* Task to carry out:
From the line that contains "Indicate every instance of the grass" down to the last line of the data below, restate every line word for word, skipping any images.

* Entries:
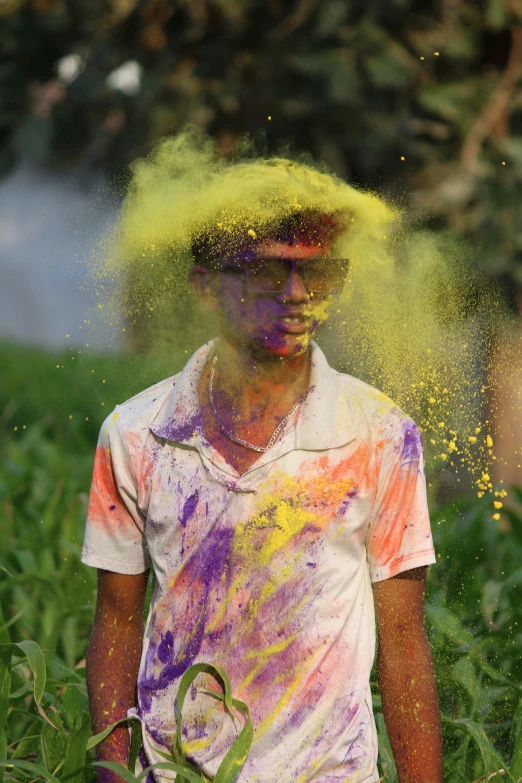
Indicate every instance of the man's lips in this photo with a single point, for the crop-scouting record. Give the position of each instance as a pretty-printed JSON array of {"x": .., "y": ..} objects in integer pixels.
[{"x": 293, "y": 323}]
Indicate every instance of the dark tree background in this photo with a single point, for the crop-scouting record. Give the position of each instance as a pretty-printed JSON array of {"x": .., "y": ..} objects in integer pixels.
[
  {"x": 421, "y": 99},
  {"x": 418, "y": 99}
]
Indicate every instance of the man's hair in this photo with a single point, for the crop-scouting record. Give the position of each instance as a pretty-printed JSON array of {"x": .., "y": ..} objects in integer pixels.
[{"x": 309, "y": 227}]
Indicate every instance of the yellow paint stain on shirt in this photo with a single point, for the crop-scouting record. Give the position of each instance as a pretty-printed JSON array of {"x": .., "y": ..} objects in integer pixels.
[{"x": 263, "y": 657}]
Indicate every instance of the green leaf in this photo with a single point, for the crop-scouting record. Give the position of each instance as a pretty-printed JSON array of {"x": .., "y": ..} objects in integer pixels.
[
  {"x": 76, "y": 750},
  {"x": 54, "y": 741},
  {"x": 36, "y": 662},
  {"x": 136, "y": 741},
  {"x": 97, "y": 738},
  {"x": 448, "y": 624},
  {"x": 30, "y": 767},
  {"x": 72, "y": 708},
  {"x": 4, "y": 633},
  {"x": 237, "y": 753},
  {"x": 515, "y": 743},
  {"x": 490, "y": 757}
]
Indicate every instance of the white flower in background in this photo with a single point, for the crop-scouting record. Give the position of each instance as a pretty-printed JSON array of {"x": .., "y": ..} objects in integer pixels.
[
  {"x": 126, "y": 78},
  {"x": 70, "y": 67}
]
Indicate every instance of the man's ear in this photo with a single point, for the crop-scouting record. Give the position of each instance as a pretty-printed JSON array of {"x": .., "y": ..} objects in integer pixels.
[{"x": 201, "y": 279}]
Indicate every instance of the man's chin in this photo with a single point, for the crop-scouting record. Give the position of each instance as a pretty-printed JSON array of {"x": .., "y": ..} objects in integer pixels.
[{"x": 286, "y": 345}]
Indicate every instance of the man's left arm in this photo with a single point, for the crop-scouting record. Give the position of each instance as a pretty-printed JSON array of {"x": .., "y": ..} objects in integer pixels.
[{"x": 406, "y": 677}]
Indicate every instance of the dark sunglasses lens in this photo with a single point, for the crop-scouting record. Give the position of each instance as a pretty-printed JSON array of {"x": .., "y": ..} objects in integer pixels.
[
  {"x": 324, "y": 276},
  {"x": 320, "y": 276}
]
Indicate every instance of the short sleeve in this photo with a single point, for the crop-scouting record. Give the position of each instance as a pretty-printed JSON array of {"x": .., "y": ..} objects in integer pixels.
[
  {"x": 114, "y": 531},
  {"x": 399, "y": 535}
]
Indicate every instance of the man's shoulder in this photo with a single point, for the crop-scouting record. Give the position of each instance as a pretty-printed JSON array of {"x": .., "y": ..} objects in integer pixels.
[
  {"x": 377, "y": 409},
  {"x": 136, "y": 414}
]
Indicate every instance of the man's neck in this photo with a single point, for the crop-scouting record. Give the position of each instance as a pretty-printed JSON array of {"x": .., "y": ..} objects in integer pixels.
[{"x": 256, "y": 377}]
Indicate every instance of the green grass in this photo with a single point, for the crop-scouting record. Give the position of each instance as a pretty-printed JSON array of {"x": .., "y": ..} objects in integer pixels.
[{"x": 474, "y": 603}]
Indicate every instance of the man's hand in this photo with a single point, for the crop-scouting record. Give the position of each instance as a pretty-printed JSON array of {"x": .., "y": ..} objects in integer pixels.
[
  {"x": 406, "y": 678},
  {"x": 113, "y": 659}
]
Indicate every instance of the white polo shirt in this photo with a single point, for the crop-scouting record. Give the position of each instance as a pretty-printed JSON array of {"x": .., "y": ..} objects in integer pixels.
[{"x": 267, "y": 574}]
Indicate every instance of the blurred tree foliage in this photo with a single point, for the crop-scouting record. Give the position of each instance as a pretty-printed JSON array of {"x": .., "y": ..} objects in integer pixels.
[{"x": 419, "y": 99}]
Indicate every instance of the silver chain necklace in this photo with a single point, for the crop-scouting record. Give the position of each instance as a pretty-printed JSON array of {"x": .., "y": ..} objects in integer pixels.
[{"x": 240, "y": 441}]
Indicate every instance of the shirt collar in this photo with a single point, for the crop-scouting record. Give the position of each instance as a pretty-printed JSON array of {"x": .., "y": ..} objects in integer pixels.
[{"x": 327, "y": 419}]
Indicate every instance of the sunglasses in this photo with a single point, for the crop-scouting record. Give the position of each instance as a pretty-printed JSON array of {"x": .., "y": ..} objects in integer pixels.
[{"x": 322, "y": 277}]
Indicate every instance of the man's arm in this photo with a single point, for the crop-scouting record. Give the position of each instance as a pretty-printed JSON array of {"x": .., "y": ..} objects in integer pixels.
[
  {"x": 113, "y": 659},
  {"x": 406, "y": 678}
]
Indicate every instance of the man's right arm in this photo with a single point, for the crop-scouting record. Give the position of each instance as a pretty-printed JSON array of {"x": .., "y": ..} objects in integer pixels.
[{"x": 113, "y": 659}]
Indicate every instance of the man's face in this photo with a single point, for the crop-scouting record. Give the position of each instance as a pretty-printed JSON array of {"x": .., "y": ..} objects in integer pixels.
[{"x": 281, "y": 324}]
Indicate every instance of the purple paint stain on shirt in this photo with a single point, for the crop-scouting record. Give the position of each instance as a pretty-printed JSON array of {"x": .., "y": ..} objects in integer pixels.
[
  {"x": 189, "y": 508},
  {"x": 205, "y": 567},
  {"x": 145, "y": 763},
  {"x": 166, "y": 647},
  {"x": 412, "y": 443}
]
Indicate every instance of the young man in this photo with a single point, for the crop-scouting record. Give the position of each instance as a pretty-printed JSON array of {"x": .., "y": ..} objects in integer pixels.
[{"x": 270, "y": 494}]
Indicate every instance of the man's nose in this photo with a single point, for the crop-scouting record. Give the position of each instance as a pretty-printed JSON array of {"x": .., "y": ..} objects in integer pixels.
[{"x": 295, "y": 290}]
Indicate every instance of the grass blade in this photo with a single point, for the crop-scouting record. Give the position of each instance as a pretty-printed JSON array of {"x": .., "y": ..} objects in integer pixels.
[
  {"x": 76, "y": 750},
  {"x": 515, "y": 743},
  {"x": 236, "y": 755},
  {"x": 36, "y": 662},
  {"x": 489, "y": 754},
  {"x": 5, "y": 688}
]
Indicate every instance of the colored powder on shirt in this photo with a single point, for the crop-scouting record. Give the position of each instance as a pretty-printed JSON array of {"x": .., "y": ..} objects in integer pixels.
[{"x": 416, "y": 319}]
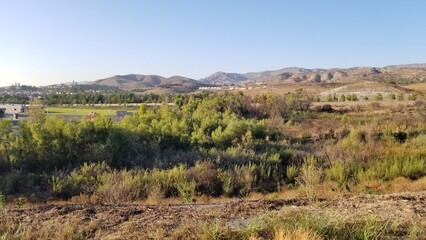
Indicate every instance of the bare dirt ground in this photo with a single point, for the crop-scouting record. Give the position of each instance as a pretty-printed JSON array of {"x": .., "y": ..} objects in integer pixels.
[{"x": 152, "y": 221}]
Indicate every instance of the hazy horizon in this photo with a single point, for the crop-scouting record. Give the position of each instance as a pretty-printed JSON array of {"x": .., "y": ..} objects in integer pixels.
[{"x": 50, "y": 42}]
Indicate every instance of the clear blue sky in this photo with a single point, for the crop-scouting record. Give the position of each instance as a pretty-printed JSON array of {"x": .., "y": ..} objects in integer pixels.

* Complete response:
Indicate every instance of the grass blade in this photo with a single point, for the crop-scouting record. Give the position of each instance as a pretty-printed JSON array of {"x": .., "y": ..} objects in integer pixels.
[
  {"x": 76, "y": 750},
  {"x": 515, "y": 743},
  {"x": 236, "y": 755},
  {"x": 36, "y": 662},
  {"x": 489, "y": 754},
  {"x": 5, "y": 688}
]
Indicate every instance of the colored powder on shirt in this photo with a single point, for the crop-scouting record. Give the position of each instance as a pretty-printed JSON array of {"x": .., "y": ..} objects in integer pixels.
[{"x": 416, "y": 319}]
Indicate every instance of the bare dirt ground in this photo with a single point, for the crop-scouting record. Give the position of each instance as a pretty-printed JSON array of {"x": .., "y": ..} objects in integer pixels.
[{"x": 152, "y": 221}]
Indicate every instance of the hazy horizon in this photo with a single point, for the crop-scouting record. Give the position of each instance as a pretty-printed JSON array of {"x": .., "y": ..} objects in integer pixels.
[{"x": 50, "y": 42}]
Indicate every instance of the clear blue sky in this photo with a single point, for the crop-scouting record. Give the position of each instance as a pretty-printed JSON array of {"x": .., "y": ..} objects in integer pixels.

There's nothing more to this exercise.